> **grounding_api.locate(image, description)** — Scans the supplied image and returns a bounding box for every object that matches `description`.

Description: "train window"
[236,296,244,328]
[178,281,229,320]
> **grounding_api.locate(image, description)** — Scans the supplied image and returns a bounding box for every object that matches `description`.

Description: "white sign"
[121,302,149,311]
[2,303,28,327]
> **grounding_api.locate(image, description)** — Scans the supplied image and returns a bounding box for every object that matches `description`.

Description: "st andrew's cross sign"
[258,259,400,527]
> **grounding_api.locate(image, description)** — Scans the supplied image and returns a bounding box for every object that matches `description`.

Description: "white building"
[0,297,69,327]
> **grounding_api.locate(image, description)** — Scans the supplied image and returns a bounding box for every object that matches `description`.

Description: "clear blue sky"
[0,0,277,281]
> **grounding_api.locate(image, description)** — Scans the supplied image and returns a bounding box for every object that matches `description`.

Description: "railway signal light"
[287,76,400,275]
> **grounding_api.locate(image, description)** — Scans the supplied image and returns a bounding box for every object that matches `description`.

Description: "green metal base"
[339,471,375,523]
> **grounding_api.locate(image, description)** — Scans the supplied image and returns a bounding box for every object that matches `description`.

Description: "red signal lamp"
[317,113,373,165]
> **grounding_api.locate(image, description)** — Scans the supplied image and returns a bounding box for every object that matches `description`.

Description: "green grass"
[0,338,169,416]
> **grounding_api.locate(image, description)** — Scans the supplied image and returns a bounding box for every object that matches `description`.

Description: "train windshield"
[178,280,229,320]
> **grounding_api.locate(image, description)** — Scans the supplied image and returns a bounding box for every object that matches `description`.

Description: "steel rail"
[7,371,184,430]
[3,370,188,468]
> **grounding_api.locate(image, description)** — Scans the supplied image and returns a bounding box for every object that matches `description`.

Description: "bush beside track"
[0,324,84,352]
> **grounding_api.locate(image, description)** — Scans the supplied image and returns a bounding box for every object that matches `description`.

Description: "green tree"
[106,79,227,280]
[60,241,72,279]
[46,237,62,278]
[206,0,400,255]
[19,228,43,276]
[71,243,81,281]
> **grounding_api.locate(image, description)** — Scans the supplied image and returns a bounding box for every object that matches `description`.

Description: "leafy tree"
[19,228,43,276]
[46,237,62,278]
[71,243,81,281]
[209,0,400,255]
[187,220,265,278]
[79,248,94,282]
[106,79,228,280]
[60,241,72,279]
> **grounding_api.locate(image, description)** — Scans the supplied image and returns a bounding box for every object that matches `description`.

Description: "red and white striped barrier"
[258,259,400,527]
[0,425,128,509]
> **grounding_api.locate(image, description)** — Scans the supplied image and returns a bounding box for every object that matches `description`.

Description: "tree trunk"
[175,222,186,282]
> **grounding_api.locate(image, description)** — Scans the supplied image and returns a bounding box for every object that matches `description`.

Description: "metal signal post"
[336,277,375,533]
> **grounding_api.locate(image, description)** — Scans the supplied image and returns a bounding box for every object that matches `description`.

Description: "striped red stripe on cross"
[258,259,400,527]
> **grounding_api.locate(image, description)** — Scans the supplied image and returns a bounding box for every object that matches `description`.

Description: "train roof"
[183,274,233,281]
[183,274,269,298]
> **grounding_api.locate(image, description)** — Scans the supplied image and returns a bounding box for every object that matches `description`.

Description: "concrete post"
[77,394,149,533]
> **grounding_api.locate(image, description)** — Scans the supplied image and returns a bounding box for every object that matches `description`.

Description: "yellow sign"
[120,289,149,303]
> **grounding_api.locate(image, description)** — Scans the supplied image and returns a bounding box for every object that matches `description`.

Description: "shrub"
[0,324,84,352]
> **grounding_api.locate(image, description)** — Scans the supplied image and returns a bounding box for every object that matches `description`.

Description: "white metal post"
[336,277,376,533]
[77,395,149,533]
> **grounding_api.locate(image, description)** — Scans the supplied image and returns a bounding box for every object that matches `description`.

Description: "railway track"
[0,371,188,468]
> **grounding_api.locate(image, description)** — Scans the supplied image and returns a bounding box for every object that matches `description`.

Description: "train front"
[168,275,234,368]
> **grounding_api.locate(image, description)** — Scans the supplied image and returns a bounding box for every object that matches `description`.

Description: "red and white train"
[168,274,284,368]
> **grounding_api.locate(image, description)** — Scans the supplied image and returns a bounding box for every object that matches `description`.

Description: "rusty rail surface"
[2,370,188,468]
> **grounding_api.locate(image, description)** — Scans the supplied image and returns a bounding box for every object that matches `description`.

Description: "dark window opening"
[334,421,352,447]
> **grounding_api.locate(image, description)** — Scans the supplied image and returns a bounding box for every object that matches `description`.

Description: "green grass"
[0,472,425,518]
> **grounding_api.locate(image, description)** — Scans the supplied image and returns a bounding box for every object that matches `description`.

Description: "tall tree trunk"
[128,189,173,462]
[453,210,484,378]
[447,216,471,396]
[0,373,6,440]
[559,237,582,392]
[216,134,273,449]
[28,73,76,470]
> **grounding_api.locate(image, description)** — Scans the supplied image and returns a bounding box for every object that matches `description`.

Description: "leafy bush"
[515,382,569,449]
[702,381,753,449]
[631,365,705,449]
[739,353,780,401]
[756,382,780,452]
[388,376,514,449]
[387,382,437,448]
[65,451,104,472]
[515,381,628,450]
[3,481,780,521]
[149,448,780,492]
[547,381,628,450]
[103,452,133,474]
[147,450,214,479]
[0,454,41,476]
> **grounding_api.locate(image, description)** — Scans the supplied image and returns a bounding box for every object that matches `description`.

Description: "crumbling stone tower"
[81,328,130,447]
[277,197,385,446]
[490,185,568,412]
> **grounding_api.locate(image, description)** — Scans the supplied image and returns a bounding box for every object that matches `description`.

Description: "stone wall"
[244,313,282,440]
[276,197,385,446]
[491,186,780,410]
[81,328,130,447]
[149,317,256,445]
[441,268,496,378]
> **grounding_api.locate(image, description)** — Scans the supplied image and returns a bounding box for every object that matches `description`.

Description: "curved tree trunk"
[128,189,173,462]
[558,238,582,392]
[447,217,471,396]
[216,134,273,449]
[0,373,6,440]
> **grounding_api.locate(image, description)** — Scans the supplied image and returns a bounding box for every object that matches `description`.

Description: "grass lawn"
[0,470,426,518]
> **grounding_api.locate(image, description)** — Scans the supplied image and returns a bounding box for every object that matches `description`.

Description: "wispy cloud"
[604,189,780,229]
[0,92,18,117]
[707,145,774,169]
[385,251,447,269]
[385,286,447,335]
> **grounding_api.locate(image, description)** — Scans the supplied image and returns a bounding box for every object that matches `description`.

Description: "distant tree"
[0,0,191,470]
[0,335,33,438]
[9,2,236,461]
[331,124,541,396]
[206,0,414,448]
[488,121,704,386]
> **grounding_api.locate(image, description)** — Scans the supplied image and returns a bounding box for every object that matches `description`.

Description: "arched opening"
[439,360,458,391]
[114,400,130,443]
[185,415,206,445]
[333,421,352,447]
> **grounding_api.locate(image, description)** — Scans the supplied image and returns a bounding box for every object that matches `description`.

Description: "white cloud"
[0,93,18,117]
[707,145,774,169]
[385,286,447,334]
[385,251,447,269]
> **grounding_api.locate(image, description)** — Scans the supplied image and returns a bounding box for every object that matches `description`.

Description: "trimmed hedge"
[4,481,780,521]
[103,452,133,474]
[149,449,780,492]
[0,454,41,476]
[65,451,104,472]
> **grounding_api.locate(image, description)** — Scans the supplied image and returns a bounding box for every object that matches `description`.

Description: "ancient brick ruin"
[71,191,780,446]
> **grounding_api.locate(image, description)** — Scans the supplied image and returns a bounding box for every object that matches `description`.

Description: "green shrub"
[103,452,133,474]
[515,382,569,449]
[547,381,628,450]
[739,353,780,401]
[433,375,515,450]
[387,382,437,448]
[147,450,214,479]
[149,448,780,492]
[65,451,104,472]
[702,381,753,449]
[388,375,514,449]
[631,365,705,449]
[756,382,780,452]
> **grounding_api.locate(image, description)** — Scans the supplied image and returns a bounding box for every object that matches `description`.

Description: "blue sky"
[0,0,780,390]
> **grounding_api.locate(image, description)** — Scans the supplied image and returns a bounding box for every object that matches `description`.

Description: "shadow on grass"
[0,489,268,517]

§

TASK DETAILS: Add 112 to every bounding box coordinate in the part of the records that opens at the start and closes with the line containing "[0,297,69,327]", and write out every line of that part in full, keeping the lines without coordinates unchanged.

TASK RESPONSE:
> **grounding_api.locate(image, description)** — Scans the supplied image and returns a bounding box for every object that matches `description`.

Description: "train window"
[348,408,356,440]
[290,393,341,432]
> **grounding_api.locate(image, description)** — Scans the supplied image and returns a bounding box for every object that matches `description`.

Description: "white sign"
[233,414,261,423]
[114,415,140,439]
> **grounding_api.locate(image, description)** — Scans the supplied image and returns a bounding box for every object that matches `description`.

Description: "st andrew's cross sign"
[370,371,512,639]
> **grounding_api.locate(image, description)** — Scans the supplied image and returns a bounding box for every object that matches `description`.

Description: "white building"
[112,409,181,439]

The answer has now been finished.